• **Data**
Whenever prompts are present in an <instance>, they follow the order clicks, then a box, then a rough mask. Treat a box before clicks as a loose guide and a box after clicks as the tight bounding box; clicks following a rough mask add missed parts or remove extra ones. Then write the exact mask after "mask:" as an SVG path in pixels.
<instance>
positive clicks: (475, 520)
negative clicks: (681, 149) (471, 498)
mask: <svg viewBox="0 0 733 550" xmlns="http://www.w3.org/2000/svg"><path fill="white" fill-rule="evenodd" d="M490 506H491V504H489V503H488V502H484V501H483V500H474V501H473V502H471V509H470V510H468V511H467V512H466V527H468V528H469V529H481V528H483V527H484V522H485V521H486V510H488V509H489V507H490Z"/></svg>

• **Directions**
Looking at the entries above, determine how many lines contain the word "instance" and state only that number.

• **Exercise answer**
2